Problem requirements: The line containing "Can you spot the microwave" marks the start; return it and every line after it in the listing below, exactly, through the last.

Exercise materials:
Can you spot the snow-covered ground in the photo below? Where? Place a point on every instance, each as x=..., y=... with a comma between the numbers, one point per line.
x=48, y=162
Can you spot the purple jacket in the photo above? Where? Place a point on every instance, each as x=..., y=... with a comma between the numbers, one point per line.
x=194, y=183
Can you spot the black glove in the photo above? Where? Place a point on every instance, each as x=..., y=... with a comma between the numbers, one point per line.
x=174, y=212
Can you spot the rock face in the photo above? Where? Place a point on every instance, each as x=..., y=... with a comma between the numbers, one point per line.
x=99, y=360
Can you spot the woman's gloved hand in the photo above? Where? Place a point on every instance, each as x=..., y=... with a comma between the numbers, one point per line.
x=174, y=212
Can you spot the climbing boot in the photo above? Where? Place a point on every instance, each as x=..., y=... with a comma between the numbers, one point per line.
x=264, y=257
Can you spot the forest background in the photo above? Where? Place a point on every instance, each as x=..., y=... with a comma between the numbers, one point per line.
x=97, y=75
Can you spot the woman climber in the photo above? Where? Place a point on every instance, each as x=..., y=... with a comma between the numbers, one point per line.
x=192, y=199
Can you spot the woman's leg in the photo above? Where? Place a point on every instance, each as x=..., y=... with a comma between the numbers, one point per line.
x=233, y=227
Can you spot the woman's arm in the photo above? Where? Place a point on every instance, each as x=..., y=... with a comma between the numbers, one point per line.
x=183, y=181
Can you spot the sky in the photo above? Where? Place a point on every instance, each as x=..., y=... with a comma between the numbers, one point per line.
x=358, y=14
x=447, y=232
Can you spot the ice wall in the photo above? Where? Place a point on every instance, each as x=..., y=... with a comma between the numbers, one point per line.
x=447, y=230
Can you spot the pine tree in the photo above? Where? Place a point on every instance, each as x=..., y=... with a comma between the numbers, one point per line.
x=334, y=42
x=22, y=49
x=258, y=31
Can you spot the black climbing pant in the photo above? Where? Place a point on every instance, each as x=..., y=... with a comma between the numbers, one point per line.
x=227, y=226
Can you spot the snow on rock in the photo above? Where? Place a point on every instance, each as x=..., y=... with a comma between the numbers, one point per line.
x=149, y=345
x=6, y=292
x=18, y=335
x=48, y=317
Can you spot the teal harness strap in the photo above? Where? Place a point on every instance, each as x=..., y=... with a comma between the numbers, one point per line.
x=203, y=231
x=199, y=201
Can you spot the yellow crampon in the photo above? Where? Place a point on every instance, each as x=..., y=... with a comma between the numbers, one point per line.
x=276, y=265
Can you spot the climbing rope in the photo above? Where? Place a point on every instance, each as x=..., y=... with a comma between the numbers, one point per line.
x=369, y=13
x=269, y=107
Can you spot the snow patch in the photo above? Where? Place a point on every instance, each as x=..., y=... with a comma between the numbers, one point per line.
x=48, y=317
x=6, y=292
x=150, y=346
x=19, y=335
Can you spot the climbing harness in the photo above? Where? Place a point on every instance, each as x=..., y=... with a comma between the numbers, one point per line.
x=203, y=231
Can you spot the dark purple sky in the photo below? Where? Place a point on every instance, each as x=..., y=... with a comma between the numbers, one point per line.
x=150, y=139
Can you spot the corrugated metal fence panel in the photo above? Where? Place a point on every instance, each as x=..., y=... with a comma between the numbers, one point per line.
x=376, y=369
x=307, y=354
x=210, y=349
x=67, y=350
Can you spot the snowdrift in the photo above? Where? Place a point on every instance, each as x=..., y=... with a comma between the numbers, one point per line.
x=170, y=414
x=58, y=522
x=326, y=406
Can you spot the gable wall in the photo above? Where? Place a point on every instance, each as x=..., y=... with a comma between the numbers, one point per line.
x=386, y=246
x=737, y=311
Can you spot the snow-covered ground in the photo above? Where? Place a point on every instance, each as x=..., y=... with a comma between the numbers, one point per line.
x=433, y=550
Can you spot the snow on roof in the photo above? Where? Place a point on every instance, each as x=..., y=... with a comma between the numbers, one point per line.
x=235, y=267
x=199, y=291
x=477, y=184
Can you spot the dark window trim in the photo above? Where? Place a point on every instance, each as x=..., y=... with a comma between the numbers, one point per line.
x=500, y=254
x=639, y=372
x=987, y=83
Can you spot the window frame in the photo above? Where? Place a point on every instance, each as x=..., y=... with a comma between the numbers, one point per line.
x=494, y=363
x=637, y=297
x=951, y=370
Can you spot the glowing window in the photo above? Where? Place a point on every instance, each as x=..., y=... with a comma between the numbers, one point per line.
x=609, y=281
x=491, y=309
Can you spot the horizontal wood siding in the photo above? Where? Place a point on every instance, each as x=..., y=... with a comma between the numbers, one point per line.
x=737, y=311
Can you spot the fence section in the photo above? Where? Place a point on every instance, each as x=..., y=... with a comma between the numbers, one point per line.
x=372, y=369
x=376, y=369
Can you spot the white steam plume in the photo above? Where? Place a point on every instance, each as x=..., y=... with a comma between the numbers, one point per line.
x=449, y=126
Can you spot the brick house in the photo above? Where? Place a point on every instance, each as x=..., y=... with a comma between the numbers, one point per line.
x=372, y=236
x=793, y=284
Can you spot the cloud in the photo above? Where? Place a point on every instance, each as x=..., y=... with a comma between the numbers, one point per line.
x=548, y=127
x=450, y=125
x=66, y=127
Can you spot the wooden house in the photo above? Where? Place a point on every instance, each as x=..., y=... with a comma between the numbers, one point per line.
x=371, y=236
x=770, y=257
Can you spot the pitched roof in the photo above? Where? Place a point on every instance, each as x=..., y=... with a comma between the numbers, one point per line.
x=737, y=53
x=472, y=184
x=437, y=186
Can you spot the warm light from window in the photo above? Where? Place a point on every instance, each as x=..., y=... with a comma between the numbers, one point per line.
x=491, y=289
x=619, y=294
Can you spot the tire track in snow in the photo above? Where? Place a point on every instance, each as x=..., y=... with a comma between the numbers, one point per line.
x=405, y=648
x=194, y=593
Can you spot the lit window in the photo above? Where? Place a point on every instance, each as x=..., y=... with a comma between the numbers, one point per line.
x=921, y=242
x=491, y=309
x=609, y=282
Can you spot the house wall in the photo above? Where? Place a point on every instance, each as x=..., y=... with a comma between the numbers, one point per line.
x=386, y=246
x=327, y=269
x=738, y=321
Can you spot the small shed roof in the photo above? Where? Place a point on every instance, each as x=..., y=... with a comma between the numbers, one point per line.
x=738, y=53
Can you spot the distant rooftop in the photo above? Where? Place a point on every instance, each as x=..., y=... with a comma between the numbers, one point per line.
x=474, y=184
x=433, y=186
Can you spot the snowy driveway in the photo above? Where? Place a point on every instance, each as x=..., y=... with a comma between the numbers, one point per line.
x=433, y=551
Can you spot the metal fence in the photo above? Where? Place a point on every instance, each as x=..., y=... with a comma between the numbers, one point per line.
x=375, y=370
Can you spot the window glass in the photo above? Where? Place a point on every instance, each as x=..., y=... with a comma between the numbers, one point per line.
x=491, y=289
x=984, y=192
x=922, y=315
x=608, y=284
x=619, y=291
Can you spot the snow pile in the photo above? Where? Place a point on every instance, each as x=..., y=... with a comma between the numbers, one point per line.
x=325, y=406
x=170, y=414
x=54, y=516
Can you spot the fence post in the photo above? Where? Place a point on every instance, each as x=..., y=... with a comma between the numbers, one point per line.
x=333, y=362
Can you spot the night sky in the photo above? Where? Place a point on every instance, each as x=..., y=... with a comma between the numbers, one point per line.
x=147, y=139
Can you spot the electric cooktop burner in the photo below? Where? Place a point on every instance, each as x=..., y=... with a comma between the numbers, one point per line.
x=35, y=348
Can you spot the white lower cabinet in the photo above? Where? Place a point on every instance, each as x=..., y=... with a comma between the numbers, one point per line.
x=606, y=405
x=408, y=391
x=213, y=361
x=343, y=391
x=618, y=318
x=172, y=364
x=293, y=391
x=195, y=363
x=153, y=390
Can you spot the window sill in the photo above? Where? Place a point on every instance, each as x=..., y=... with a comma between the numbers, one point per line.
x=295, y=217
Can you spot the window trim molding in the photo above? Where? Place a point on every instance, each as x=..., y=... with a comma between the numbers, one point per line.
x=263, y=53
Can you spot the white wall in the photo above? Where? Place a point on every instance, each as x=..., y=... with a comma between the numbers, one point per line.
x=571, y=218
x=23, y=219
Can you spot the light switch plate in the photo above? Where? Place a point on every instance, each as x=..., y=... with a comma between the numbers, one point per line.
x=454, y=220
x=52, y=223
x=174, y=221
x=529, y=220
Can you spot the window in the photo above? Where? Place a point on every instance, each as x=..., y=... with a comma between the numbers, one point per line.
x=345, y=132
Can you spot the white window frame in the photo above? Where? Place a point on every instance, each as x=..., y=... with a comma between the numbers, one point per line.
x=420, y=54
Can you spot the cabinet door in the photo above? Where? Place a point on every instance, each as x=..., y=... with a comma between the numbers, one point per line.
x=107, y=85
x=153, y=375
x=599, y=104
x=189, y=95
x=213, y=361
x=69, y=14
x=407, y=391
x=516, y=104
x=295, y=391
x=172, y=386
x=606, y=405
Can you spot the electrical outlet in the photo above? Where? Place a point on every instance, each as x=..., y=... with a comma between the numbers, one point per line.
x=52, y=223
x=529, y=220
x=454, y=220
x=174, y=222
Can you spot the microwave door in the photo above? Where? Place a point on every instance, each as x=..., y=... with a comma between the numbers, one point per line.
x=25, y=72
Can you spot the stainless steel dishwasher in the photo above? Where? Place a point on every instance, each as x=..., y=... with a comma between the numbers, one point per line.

Expected answer:
Can you spot the microwave door in the photo above? Where? Place a point on every instance, each as x=..., y=... with a comma between the numbers, one point per line.
x=25, y=72
Can you spot the stainless steel dishwasher in the photo above? Where? Place a point on every instance, each as x=..., y=... with a comma between the numbers, one point per line.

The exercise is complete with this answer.